GIVEN INFORMATION:
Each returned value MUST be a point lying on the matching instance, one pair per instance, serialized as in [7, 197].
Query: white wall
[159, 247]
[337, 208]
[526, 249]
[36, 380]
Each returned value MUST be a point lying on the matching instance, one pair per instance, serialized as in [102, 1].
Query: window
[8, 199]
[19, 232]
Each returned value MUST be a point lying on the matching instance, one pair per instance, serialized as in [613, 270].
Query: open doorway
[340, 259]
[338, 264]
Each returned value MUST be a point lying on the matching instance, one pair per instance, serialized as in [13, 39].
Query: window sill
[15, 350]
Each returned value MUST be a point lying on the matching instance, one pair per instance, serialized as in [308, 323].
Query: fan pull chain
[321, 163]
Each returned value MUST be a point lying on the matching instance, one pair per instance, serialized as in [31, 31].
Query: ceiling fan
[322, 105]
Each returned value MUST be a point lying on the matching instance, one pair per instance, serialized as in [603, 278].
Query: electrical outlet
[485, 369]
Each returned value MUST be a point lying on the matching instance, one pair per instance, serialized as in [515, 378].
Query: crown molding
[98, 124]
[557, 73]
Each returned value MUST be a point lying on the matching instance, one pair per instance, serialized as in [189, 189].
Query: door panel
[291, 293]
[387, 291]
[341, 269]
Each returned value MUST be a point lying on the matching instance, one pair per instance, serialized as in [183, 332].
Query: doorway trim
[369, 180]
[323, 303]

WORK INSTRUCTIONS: Rewrite everything from the line containing "in [308, 323]." down to the end of the data, putting "Target" wherever "Query" appears and leaving all else unchanged.

OUTPUT OF THE TASK:
Each returned value MUST be a point lying on the matching instance, one pair per instance, serialized as in [308, 323].
Target: fan pull chain
[321, 163]
Each returned value MUST be a point lying on the matching instance, one pair per instance, serialized as in [31, 31].
Target: ceiling fan
[322, 105]
Each returned value MUST be a point lying on the matching instance, one pair per instance, serialized as in [603, 278].
Target: electrical outlet
[485, 369]
Each returned value MUST be a point lying on the matching instance, one pair per instance, serialized as in [515, 378].
Target: crown molding
[98, 124]
[557, 73]
Each returned value MUST be a point lying on the matching instance, one pair per instance, serialized as in [189, 189].
Target: door panel
[291, 293]
[387, 291]
[341, 269]
Each returned value MUST be a point lying on the matching instance, one pair per instance, serialized as in [183, 332].
Target: doorway trim
[369, 180]
[323, 303]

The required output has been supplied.